Yang Perlu Dikerjakan: Tuliskan ulang kata demi kata bagian teks tentang pluralisme di bawah ini, mulai dari "C. Pandangan Islam" hingga "umat yang beriman.", termasuk kedua bagian tersebut.

Teks yang Diberikan:
■ ■ ■ ■ ■ ■ ■
Jika tidak ada pluralitas, perbedaan dan perselisihan niscaya tidak ada motivasi untuk berlomba, saling dorong, dan berkompetisi diantara individu, umat, pemikiran, filsafat serta peradaban-peradaban, dan hidup inipun akan menjadi stagnan dan tawar, serta mati tanpa dinamika. Juga manusia tidak akan dapat mewujudkan tujuan-tujuan amanah kekhalifahan yang telah diembankan, yaitu agar mereka membangun bumi dan mengembangkan wujud peradaban mereka. Keimanan akan kemajemukan, kekhasan, dan perbedaan adalah motivator bagi kreativitas, serta saling dorong dalam medan kemajuan, pembangunan, dan peningkatan peradaban. Sementara, keyakinan akan ketunggalan model pemikiran dan peradaban adalah pintu taqlid, peniruan, dan pada akhirnya membawa kepada stagnasi dan hilangnya potensi kreativitas yang mengantarkan kepada kematian. Karena hikmah Ilahiah yang amat besar ini maka Allah SWT menjadikan manusia berbeda-beda.

C. Pandangan Islam Terhadap Pluralisme 
Hubungan islam dan pluralisme memiliki dasar argumentasi yang kuat. Menurut Nurcholish Majid hal itu berangkat dari semangat humanitas dan universalitas Islam. Yang dimaksud dengan semangat humanitas adalah Islam merupakan agama kemanusiaan (fitrah) atau dengan kata lain cita-cita Islam sejalan dengan cita-cita manusia pada umumnya. Dan misi Nabi Muhammad adalah untuk mewujudkan rahmat bagi seluruh alam, jadi bukan semata-mata untuk menguntungkan komunitas islam saja. Sedangkan pengertian universalitas islam dapat dilacak dari term al-islam yang berarti sikap pasrah pada Tuhan . dengan pengertian tersebut, semua agama yang benar pasti bersifat al-islam. Tafsir al-islam seperti ini bermuara pada konsep kesatuan kenabian dan kerasulan, yang kemusiaan dalam urutannya membawa kepada konsep kesatuan umat yang beriman.
■ ■ ■ ■ ■ ■ ■
Item Dataset
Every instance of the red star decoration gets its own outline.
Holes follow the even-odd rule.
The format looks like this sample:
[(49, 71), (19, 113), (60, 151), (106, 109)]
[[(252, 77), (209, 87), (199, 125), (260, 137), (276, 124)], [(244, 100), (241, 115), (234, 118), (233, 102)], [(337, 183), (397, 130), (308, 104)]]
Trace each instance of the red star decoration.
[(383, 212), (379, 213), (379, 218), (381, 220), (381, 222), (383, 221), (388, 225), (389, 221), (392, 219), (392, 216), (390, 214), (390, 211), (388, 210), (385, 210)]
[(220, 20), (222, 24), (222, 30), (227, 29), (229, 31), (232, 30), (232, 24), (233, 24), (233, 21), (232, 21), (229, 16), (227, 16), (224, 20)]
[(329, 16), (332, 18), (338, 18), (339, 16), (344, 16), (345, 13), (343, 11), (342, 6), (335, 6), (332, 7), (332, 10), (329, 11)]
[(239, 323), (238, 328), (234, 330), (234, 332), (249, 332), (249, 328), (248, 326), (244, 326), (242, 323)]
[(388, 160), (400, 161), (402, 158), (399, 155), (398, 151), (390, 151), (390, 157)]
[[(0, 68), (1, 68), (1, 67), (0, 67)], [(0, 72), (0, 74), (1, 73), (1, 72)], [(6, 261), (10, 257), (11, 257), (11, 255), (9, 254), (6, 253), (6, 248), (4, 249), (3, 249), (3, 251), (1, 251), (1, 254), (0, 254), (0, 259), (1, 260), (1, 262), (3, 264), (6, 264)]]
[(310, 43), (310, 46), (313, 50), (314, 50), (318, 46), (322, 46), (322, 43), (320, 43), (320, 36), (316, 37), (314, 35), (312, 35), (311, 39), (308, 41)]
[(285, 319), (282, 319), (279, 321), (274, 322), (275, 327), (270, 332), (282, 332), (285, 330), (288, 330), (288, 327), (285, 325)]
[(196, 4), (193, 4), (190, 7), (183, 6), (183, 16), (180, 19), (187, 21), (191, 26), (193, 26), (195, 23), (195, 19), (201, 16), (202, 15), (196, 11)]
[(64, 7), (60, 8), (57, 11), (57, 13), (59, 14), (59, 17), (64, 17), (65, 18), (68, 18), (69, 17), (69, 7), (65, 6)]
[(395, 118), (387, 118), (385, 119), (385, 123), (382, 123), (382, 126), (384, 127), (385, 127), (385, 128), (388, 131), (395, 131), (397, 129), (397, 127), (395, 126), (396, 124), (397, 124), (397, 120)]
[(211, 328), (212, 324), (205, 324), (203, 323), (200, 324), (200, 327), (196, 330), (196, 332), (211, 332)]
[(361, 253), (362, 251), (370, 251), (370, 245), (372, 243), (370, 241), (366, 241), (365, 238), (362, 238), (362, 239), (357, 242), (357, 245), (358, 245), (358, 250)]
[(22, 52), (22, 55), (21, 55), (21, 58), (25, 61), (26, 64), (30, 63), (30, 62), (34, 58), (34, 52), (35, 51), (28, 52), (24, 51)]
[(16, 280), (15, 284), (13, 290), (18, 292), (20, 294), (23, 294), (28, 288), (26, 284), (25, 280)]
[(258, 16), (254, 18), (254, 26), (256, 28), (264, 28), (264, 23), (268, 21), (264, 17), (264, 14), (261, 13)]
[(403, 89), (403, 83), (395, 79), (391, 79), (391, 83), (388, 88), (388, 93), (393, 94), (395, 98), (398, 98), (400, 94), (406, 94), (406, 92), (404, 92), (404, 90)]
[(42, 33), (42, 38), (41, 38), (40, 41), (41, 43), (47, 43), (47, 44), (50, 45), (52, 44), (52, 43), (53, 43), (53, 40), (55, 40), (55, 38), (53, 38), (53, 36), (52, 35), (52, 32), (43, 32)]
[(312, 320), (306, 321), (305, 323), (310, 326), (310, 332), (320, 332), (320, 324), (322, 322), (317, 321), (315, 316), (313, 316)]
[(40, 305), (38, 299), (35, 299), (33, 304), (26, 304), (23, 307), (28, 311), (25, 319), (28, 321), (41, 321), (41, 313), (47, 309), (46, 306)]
■ ■ ■ ■ ■ ■ ■
Jawaban yang Benar:
C. Pandangan Islam Terhadap Pluralisme 
Hubungan islam dan pluralisme memiliki dasar argumentasi yang kuat. Menurut Nurcholish Majid hal itu berangkat dari semangat humanitas dan universalitas Islam. Yang dimaksud dengan semangat humanitas adalah Islam merupakan agama kemanusiaan (fitrah) atau dengan kata lain cita-cita Islam sejalan dengan cita-cita manusia pada umumnya. Dan misi Nabi Muhammad adalah untuk mewujudkan rahmat bagi seluruh alam, jadi bukan semata-mata untuk menguntungkan komunitas islam saja. Sedangkan pengertian universalitas islam dapat dilacak dari term al-islam yang berarti sikap pasrah pada Tuhan . dengan pengertian tersebut, semua agama yang benar pasti bersifat al-islam. Tafsir al-islam seperti ini bermuara pada konsep kesatuan kenabian dan kerasulan, yang kemusiaan dalam urutannya membawa kepada konsep kesatuan umat yang beriman.